Task 1:
Retype every one of the entries under Data items line for line, with nothing changed, but leave the pictures out.

Available in 10″ and 12.5″ versions, this beautifully made unipivot may be trickier to set up than some, but its sound rewards the effort. It’s highly revealing without being cold, with deep powerful bass. VTA adjustment during playback allows for exceptional fine-tuning. 

Editors’ Choice: Tonearms $2000 and Up



A 12″ tonearm intended for the Avenger Reference turntable, the 12-3D is VPI’s newest 3-D-printed design. It has a structure that is so well damped it has less than 1.5dB of resonance in the critical 9–12Hz range. The 3-D-printed armtube takes its name from the additive manufacturing (or “3-D printing”) process used to produce it, creating a single-piece structure from headshell to rear stub designed and made to provide a totally even mechanical resonance response. 

Editors’ Choice: Tonearms $2000 and Up

Audio Origami PU7


As with the Palmer turntables, with which PS reviewed the PU7, there’s nothing innovative here: a fixed-bearing, gimbaled construction that has all the usual features and adjustments of a quality high-end ’arm such as tracking, anti-skating, azimuth, and height (though not during play). Unusual is that each one is handmade—superbly—and easy to set up. Otherwise, there were no significant dynamic or tonal issues, tracking was outstanding, and it pairs especially nicely with the Palmer turntable.

Data items
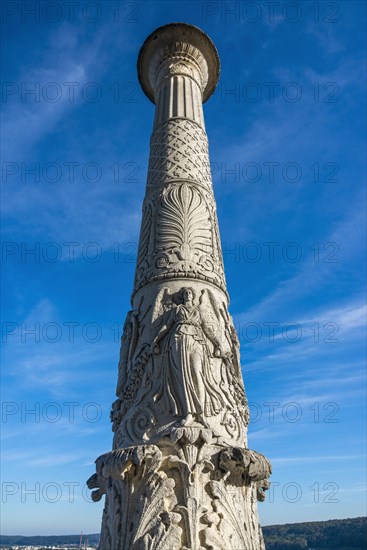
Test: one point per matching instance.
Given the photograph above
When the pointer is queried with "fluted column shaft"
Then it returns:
(180, 475)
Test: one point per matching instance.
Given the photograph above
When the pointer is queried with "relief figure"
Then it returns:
(186, 384)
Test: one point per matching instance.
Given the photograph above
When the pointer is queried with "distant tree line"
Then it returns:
(338, 534)
(345, 534)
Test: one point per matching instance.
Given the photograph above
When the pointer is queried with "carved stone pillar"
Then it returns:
(180, 475)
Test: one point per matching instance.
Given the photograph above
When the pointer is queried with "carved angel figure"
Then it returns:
(186, 385)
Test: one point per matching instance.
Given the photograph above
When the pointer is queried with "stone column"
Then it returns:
(180, 475)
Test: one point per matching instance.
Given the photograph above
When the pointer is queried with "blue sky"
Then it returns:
(287, 133)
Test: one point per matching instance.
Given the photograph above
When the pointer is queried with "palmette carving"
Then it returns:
(177, 237)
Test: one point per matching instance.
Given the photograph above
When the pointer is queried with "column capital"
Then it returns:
(178, 49)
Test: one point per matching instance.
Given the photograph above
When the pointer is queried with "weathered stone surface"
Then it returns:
(180, 475)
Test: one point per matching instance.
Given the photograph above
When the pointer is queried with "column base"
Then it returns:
(181, 494)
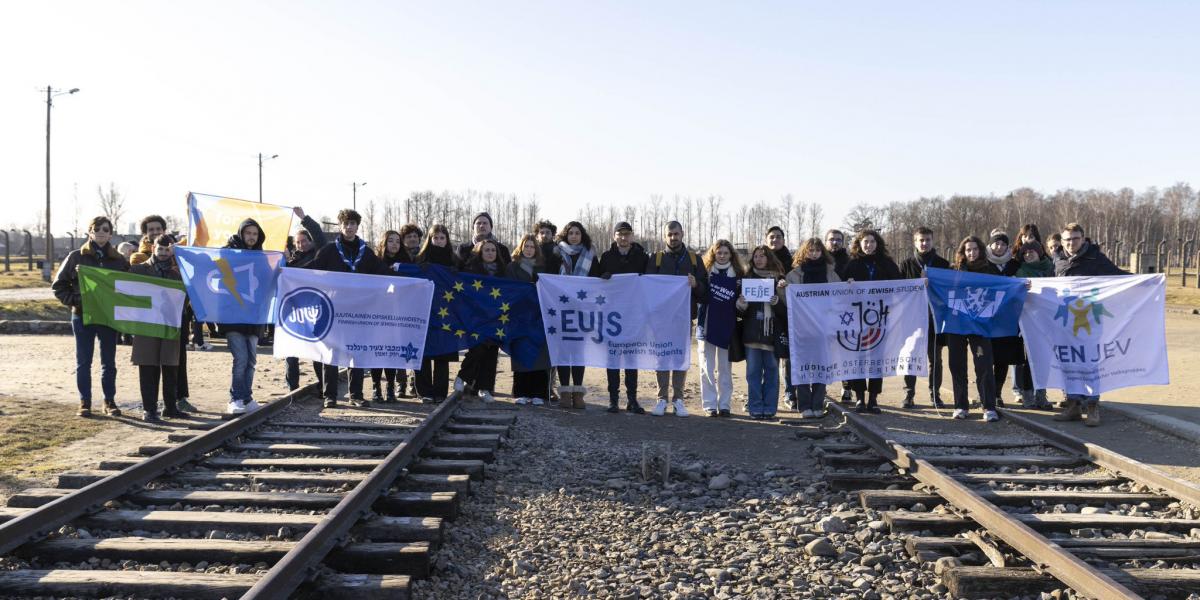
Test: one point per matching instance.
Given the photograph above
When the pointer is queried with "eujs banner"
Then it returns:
(1091, 335)
(352, 319)
(857, 330)
(627, 322)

Task 2:
Echo word for word the part of the tonearm reviews starting at "Audio Origami PU7" and ending at "the Palmer turntable.".

Correct answer 1:
Test: one point per matching instance.
Given the photograph above
When the pointer is queried with "fluted column shaft"
Then it returns:
(180, 475)
Test: one point per matching instance.
Given the photograph above
When the pointer is queried with "relief figure"
Then it returns:
(186, 384)
Test: one point per matching instance.
Given the photograph above
When the pointer is queried with "distant tree line"
Then it returns:
(338, 534)
(345, 534)
Test: one point per matching instance.
Given the photograph above
When the pointer is queried with "carved stone pillar"
Then it returns:
(180, 475)
Test: one point per matching instance.
Given the photograph above
When the pointer is queried with "carved angel figure"
Then it returns:
(186, 385)
Test: one point per matching instance.
Given the photograph above
When the pointer is queried with "stone column"
Then it returns:
(180, 475)
Test: one point per matching instance.
Given the photograph above
When the pointer is queried with "blue sky"
Then it returns:
(287, 133)
Test: one point per matching instance.
Given the photograph above
When the pointer is queried with "palmette carving"
Then it returns:
(177, 237)
Test: one point per matching instance.
Given the photograph above
When the pointer is queried with "column capital"
Then it returns:
(178, 49)
Test: one point per matching instance.
Given the photograph above
When the pointer is queried with "weathered stone surface"
Then it returns:
(180, 475)
Test: one point per matching instance.
Given the photograph above
When the pointer is queried with "column base"
Then it returns:
(181, 494)
Test: one point per matching instance.
Given the photograph above
When the pointer is queried with "eujs banner"
Then it returns:
(1091, 335)
(352, 319)
(857, 330)
(627, 322)

Correct answer 2:
Audio Origami PU7


As with the Palmer turntables, with which PS reviewed the PU7, there’s nothing innovative here: a fixed-bearing, gimbaled construction that has all the usual features and adjustments of a quality high-end ’arm such as tracking, anti-skating, azimuth, and height (though not during play). Unusual is that each one is handmade—superbly—and easy to set up. Otherwise, there were no significant dynamic or tonal issues, tracking was outstanding, and it pairs especially nicely with the Palmer turntable.